_TASK:_
Gather every line of the records below that contains the string "Point".
--- start of INPUT RECORDS ---
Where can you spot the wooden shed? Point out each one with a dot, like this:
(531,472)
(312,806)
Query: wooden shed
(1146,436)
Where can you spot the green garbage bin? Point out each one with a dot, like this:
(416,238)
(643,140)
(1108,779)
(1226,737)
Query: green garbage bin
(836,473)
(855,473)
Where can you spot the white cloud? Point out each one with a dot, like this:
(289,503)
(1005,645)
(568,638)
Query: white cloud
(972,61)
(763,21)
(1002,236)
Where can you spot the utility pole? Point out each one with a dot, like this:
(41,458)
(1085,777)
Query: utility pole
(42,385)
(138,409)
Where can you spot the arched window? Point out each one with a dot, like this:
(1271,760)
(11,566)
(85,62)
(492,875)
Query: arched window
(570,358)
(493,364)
--- end of INPUT RECORDS ---
--- start of INPUT RECORDS ---
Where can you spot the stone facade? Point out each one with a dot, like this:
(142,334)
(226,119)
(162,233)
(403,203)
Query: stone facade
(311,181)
--- end of INPUT RECORDS ---
_FINISHED EXERCISE:_
Where can you spot the wooden shed? Point out each one with a dot, like this:
Where can you spot the green garbage bin? Point out each one with a dot, like this:
Where can you spot the white cloud? Point out each one with a dot, like this:
Where can you spot the utility pole? Point out each one with a dot, like this:
Where can you spot the arched window? Point out each one with a dot, like this:
Where can you spot the stone facade? Point out each one with a dot, like this:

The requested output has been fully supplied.